— Start DOCUMENT PASSAGE —

Students and Universities - Innovation, Universities, Science and Skills Committee Contents

Memorandum 39

Submission from Semta



  1.  Employers in Semta's sectors have identified significant skill needs at higher levels. They are therefore concerned that the "offer" of universities is fit for purpose, both for traditional full-time first degree students, and for the increasingly diverse population who will benefit in the future.

2.  Science, Technology, Engineering and Mathematics subjects may require additional support in the future, as the cost of delivery of these subjects at a high level must not influence the availability or quality of provision.

Semta, the Sector Skills Council

3.  Industry owned and led, Semta aims to increase the impact of skilled people throughout the science, engineering and manufacturing technologies sectors.

4.  We work with employers to determine their current and future skills needs and to provide short and long term skills solutions, whether that be training and skills development, or campaigning with government and other organisations to change things for the better. Through our labour market intelligence and insights from employers across our sectors, we identify change needed in education and skills policy and practice, and engage with key industry partners and partners in the education and training sector, to help increase productivity at all levels in the workforce.

5.  The sectors we represent are: Aerospace; Automotive; Bioscience; Electrical; Electronics; Maintenance; Marine; Mathematics; Mechanical; Metals and Engineered Metal Products. We also have cross-sectoral responsibility for issues relevant to scientific skills.

  6.  Semta is part of the network of 25 employer-led Sector Skills Councils.

— End DOCUMENT PASSAGE —
— Start MATERIAL PROVIDED —

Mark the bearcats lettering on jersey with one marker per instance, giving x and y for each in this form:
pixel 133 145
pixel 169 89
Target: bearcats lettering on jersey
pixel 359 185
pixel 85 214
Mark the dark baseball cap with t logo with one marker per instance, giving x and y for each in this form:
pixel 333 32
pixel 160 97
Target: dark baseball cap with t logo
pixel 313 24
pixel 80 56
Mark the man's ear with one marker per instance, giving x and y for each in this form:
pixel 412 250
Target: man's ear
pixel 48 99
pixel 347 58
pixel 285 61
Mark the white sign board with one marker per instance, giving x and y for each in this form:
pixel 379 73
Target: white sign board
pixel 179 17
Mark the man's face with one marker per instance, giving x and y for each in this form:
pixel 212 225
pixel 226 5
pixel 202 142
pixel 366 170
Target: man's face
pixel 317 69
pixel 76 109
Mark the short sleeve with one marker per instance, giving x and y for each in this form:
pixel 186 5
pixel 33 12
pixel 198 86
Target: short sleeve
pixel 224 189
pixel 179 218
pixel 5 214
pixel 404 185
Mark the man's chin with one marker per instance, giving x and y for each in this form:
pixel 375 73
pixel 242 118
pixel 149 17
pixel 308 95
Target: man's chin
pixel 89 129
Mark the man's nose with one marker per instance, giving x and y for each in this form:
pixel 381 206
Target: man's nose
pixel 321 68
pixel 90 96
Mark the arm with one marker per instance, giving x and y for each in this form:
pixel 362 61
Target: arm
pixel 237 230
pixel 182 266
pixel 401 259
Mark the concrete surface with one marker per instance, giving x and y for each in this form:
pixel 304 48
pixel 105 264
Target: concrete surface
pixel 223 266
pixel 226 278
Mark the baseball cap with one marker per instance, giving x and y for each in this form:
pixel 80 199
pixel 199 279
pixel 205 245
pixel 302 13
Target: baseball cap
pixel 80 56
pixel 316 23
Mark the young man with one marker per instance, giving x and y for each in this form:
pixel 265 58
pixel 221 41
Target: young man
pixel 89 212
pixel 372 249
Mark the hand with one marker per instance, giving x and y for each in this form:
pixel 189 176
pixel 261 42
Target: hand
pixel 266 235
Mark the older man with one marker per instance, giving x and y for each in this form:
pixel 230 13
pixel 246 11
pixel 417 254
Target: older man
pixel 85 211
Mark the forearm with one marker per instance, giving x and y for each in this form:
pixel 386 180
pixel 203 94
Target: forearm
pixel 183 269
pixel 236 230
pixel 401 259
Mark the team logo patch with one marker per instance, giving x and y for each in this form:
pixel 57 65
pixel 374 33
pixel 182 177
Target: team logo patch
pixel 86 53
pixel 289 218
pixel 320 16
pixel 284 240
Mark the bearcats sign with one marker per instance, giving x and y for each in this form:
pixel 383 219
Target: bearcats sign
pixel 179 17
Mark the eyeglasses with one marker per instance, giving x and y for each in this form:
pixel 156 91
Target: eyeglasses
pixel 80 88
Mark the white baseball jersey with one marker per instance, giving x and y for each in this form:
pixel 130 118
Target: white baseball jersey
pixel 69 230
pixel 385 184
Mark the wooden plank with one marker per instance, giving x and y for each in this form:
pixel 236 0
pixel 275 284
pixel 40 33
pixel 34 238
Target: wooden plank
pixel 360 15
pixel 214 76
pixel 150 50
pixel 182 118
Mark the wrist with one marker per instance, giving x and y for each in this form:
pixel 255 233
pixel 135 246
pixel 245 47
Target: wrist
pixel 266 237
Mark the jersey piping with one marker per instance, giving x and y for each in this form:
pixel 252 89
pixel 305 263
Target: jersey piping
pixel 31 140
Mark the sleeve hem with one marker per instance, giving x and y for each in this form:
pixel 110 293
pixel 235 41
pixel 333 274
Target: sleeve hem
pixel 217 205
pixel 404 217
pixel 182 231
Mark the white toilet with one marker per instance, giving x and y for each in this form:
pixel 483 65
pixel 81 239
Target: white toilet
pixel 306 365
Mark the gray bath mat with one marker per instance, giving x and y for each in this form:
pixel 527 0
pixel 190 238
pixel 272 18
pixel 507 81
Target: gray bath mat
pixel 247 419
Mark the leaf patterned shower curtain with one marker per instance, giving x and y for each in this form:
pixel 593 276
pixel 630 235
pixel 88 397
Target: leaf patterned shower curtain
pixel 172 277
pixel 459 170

— End MATERIAL PROVIDED —

SET OF TASKS:
[A] Rewrite the Semta submission from "Submission from Semta" up to and including "quality of provision.", changing "additional support" to "extra funding".
[B] According to the Semta submission, why may Science, Technology, Engineering and Mathematics subjects need additional support in the future? Answer in one to three sentences.

RESPONSES TO THE EXERCISE:
[A]
Submission from Semta



  1.  Employers in Semta's sectors have identified significant skill needs at higher levels. They are therefore concerned that the "offer" of universities is fit for purpose, both for traditional full-time first degree students, and for the increasingly diverse population who will benefit in the future.

2.  Science, Technology, Engineering and Mathematics subjects may require extra funding in the future, as the cost of delivery of these subjects at a high level must not influence the availability or quality of provision.

[B] The cost of delivering these subjects at a high level must not influence the availability or quality of provision.